## What is being asked
Print every line of the listing exactly, please.

[Entries from a pointing dataset]
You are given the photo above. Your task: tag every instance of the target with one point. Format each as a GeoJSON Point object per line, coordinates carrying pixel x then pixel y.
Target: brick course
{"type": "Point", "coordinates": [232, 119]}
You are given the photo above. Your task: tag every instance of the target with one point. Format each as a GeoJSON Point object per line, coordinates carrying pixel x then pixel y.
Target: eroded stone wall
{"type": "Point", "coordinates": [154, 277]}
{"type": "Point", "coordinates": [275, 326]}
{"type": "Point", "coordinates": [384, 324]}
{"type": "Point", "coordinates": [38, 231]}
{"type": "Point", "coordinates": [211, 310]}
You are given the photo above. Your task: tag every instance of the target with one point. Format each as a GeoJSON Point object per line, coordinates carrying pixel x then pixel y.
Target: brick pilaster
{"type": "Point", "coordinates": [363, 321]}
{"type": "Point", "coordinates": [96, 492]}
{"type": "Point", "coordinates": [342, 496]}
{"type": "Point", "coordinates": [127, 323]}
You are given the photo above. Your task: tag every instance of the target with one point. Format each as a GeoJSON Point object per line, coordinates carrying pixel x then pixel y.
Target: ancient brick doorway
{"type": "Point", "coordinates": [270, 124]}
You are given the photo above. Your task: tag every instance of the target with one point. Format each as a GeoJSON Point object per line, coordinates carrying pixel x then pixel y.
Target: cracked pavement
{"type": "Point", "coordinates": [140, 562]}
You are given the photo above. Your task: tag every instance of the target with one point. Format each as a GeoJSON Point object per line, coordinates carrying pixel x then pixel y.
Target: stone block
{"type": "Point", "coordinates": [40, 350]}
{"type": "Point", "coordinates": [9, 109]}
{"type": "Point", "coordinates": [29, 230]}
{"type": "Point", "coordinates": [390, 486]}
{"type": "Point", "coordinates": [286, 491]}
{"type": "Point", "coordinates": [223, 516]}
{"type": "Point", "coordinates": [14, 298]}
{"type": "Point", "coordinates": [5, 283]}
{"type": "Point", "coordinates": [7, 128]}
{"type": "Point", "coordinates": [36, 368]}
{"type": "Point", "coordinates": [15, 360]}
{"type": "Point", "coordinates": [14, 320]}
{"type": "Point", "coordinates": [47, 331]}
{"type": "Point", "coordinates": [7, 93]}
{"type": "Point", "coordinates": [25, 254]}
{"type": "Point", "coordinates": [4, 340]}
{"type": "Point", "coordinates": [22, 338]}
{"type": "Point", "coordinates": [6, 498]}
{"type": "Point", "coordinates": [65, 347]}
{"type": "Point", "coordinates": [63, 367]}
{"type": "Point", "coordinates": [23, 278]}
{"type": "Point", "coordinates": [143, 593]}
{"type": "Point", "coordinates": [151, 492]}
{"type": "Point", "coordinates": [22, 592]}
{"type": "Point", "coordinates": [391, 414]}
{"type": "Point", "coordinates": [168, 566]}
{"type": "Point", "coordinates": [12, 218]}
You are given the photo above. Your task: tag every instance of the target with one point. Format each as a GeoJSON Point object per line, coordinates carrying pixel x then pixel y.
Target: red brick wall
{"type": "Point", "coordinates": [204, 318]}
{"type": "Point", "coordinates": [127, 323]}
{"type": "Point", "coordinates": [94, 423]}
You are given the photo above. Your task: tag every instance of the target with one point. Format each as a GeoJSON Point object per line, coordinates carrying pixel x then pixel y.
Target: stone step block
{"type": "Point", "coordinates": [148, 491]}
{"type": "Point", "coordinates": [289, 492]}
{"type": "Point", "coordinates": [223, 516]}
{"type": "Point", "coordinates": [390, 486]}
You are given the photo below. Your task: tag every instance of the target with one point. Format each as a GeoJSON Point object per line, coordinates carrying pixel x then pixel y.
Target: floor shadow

## Final result
You are given the photo above. Your task: tag every instance of the target with one point. Format each as a GeoJSON Point object per line, coordinates carrying pixel x then pixel y.
Target: brick course
{"type": "Point", "coordinates": [232, 119]}
You are given the photo above. Your task: tag every instance of the target with one point. Format each as a GeoJSON Point object per line, coordinates carrying pixel x then pixel y.
Target: eroded stone wall
{"type": "Point", "coordinates": [154, 277]}
{"type": "Point", "coordinates": [275, 326]}
{"type": "Point", "coordinates": [384, 324]}
{"type": "Point", "coordinates": [38, 231]}
{"type": "Point", "coordinates": [211, 310]}
You are given the photo above. Your task: tag every instance of the target with one point. Format each as a GeoJSON Point object per line, coordinates carrying pixel x then pixel y.
Target: brick pilaster
{"type": "Point", "coordinates": [363, 321]}
{"type": "Point", "coordinates": [96, 492]}
{"type": "Point", "coordinates": [342, 496]}
{"type": "Point", "coordinates": [127, 323]}
You are given the photo above. Your task: tag every instance of the target with one point. Format each as a GeoJSON Point object per line, coordinates carrying pixel x then pixel y.
Target: ancient brick doorway
{"type": "Point", "coordinates": [270, 124]}
You are given the photo above. Your task: tag every instance of the target with one point. Format each as a GeoJSON Point object per line, coordinates carrying pixel x then pixel y.
Target: cracked pavement
{"type": "Point", "coordinates": [140, 562]}
You are given the photo above. Your task: tag every instance of the target with one point. Format each as a GeoJSON Point object per line, coordinates carrying pixel x then pixel y.
Target: stone block
{"type": "Point", "coordinates": [40, 350]}
{"type": "Point", "coordinates": [9, 109]}
{"type": "Point", "coordinates": [29, 230]}
{"type": "Point", "coordinates": [390, 486]}
{"type": "Point", "coordinates": [286, 491]}
{"type": "Point", "coordinates": [223, 516]}
{"type": "Point", "coordinates": [14, 298]}
{"type": "Point", "coordinates": [5, 283]}
{"type": "Point", "coordinates": [7, 128]}
{"type": "Point", "coordinates": [36, 368]}
{"type": "Point", "coordinates": [15, 360]}
{"type": "Point", "coordinates": [14, 320]}
{"type": "Point", "coordinates": [47, 331]}
{"type": "Point", "coordinates": [7, 93]}
{"type": "Point", "coordinates": [25, 254]}
{"type": "Point", "coordinates": [4, 340]}
{"type": "Point", "coordinates": [22, 338]}
{"type": "Point", "coordinates": [6, 498]}
{"type": "Point", "coordinates": [65, 347]}
{"type": "Point", "coordinates": [63, 367]}
{"type": "Point", "coordinates": [23, 278]}
{"type": "Point", "coordinates": [143, 593]}
{"type": "Point", "coordinates": [151, 492]}
{"type": "Point", "coordinates": [22, 592]}
{"type": "Point", "coordinates": [391, 414]}
{"type": "Point", "coordinates": [168, 566]}
{"type": "Point", "coordinates": [12, 218]}
You are given the photo above. Your task: tag every instance of the target with one point. Format each as a GeoJSON Point object per line, coordinates carrying pixel x then pixel y.
Target: red brick wall
{"type": "Point", "coordinates": [204, 318]}
{"type": "Point", "coordinates": [127, 323]}
{"type": "Point", "coordinates": [94, 423]}
You are given the photo above. Your task: tag every instance of the target with one point. Format each as a GeoJSON Point object per line, coordinates carrying pixel x then pixel y.
Target: stone step block
{"type": "Point", "coordinates": [148, 491]}
{"type": "Point", "coordinates": [289, 492]}
{"type": "Point", "coordinates": [223, 516]}
{"type": "Point", "coordinates": [390, 486]}
You are given the photo below. Your task: tag every instance of the target with one point. Format each as a GeoJSON Point object per line, coordinates carrying pixel x then pixel y.
Target: floor shadow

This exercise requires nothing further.